§ **SEITENAUSZUG**
....................

Auf einem Pferd im gestreckten Galopp. Das war mein Leben, bevor ich mit vierzig Jahren zusammenbrach. Kurz vor dem nächsten Hindernis stürzte ich ab. Das Pferd lief weiter, konnte aber wieder eingefangen werden. Der Reiter wurde mit mittelschweren Verletzungen in das Krankenhaus eingeliefert.
In Stücke geschlagen. Nadelblicke auf der Haut und unter Haifischen bluten. Den Schmerz konnte ich noch nicht einmal ordentlich ausbuchstabieren. Ich sah etwas giftgelb aus und leicht angegraut, ausgefranst, und gewellt lag ich da, mit dem Tabletten-Blister in der Hand. Ob dieser Scheiss wirkt, weiss man eh erst in acht Wochen. Das geübte In-sich-Hineinfressen ging nicht mehr, kein Betäubungsmittel mehr weit und breit. Mich überfiel die Panik wie ein Dieb. Angst angeknipst, Augen rot geweint, der Glühfaden dieser Scheiss-Werbetafel war unkaputtbar.

....................

§ **QUELLENMATERIAL**
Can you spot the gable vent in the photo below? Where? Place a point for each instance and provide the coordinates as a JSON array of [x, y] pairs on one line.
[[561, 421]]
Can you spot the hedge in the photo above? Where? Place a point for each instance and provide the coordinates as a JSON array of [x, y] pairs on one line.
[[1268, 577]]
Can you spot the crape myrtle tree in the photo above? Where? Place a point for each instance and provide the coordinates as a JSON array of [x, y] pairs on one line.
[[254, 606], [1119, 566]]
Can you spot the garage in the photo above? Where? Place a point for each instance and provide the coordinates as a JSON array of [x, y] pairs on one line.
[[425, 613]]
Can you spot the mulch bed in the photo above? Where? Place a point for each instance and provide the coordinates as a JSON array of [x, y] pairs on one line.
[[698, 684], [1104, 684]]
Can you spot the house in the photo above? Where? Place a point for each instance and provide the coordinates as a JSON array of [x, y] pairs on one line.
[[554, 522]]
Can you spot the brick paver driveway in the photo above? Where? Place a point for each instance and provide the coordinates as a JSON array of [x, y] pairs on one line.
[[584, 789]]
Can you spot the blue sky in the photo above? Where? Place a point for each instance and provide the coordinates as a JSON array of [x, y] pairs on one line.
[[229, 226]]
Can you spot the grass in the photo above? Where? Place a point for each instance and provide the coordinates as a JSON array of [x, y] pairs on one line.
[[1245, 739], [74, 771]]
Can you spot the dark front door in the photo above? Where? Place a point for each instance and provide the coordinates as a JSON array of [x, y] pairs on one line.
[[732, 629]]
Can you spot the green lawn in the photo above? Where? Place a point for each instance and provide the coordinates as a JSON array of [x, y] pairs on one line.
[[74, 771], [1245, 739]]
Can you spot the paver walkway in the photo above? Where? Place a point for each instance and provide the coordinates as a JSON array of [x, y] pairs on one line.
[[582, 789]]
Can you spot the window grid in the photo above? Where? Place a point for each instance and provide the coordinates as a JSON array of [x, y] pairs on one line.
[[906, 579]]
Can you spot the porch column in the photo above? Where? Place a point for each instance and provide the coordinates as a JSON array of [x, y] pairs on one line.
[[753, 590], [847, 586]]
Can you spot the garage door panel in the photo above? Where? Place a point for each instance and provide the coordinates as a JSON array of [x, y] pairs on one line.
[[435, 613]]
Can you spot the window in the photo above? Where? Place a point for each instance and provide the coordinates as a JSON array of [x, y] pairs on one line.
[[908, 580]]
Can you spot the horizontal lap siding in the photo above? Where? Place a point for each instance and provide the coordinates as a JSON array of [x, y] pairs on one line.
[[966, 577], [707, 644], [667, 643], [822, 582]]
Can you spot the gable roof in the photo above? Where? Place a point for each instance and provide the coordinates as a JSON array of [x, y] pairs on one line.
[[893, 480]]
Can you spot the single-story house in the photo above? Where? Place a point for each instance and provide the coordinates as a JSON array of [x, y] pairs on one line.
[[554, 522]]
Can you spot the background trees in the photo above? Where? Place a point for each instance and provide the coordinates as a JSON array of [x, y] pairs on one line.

....................

§ **AUFGABENSTELLUNG**
#1 Schreiben Sie bitte die Stelle im Seitenauszug von „In Stücke geschlagen.“ bis „Scheiss-Werbetafel war unkaputtbar.“ wortgetreu ab.
#2 In welchem Alter brach die erzählende Person laut Seitenauszug zusammen?
#3 Erklären Sie anhand des Seitenauszugs, warum der Reiter ins Krankenhaus eingeliefert wurde.

§ **GEGEBENE ANTWORTEN**
#1
In Stücke geschlagen. Nadelblicke auf der Haut und unter Haifischen bluten. Den Schmerz konnte ich noch nicht einmal ordentlich ausbuchstabieren. Ich sah etwas giftgelb aus und leicht angegraut, ausgefranst, und gewellt lag ich da, mit dem Tabletten-Blister in der Hand. Ob dieser Scheiss wirkt, weiss man eh erst in acht Wochen. Das geübte In-sich-Hineinfressen ging nicht mehr, kein Betäubungsmittel mehr weit und breit. Mich überfiel die Panik wie ein Dieb. Angst angeknipst, Augen rot geweint, der Glühfaden dieser Scheiss-Werbetafel war unkaputtbar.

#2 Mit vierzig Jahren.

#3 Der Reiter stürzte kurz vor dem nächsten Hindernis ab. Dabei erlitt er mittelschwere Verletzungen, mit denen er ins Krankenhaus eingeliefert wurde.